Записи о нахождении названных объектов
---------------
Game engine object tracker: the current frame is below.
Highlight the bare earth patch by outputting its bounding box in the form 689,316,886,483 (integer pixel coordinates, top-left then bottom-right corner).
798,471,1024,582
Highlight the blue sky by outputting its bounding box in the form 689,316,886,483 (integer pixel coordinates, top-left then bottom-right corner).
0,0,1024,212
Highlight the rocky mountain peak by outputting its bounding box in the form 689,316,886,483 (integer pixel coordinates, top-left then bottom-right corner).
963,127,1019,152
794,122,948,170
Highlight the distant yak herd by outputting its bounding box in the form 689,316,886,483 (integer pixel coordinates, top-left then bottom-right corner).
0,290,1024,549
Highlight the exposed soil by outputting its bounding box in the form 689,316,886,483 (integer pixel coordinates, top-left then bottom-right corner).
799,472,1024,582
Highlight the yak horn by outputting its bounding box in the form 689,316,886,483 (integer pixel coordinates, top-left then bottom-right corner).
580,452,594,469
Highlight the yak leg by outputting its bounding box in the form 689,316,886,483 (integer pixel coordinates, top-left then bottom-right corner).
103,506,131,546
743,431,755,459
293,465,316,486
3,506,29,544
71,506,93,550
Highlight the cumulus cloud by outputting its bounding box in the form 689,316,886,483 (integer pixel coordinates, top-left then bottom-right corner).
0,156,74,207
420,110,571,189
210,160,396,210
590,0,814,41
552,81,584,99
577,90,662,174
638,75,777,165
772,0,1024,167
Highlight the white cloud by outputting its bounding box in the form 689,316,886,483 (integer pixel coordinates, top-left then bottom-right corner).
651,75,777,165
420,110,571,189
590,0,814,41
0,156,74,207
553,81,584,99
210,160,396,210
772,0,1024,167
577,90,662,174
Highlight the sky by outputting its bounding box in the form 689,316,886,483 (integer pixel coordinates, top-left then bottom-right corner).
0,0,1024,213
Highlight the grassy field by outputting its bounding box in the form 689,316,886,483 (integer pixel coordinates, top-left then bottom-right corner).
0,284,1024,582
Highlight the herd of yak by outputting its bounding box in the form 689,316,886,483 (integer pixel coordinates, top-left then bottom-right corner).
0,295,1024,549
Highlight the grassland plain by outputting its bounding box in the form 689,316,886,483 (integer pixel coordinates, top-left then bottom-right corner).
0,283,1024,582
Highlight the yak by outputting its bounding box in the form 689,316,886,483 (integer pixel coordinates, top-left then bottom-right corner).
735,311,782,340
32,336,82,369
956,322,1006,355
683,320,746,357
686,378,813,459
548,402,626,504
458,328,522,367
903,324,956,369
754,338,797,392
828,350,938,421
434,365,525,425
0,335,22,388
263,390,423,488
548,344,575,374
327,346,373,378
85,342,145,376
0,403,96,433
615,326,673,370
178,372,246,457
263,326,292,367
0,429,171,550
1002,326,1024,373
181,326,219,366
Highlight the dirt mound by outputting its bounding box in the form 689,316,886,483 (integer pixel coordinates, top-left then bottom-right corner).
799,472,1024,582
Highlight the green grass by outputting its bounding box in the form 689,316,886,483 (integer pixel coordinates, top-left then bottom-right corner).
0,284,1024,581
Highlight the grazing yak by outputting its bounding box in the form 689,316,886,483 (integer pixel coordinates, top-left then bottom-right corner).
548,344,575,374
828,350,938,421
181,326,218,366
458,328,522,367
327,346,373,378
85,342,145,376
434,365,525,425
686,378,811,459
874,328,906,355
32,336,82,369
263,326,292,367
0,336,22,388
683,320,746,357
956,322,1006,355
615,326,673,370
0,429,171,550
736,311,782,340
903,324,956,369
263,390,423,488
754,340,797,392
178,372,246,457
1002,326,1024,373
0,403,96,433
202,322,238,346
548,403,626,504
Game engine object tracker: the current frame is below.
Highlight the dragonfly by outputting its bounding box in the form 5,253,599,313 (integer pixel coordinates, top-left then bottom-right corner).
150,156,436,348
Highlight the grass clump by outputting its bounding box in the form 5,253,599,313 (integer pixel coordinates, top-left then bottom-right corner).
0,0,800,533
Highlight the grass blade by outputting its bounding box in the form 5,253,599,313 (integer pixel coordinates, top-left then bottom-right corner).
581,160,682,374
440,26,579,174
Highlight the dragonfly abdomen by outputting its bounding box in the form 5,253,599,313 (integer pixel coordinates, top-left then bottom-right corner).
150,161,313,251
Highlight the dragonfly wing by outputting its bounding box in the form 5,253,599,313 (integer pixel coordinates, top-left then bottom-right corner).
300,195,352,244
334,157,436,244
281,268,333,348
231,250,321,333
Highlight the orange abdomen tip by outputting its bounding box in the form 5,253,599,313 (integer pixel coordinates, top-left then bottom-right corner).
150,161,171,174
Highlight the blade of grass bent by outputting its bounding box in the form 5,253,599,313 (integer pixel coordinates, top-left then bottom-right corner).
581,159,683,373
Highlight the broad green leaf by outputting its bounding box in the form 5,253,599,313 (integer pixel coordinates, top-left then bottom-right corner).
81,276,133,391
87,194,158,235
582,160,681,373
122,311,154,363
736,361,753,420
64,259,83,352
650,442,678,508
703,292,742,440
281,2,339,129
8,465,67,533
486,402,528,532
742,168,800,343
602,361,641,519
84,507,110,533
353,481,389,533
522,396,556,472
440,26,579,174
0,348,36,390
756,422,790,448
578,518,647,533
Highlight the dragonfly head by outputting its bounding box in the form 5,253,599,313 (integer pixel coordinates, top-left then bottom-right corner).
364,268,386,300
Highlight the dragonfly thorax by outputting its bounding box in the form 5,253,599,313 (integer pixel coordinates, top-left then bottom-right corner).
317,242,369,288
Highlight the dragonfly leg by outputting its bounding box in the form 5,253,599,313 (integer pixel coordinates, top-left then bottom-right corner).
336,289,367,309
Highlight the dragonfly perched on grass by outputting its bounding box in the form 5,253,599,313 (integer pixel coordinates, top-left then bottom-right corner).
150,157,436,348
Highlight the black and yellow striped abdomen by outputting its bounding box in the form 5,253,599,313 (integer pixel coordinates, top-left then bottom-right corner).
---------------
Письменное задание:
Сосчитайте строки в записях выше, где встречается слово «abdomen», с учетом регистра. В ответе укажите только число.

Решение:
3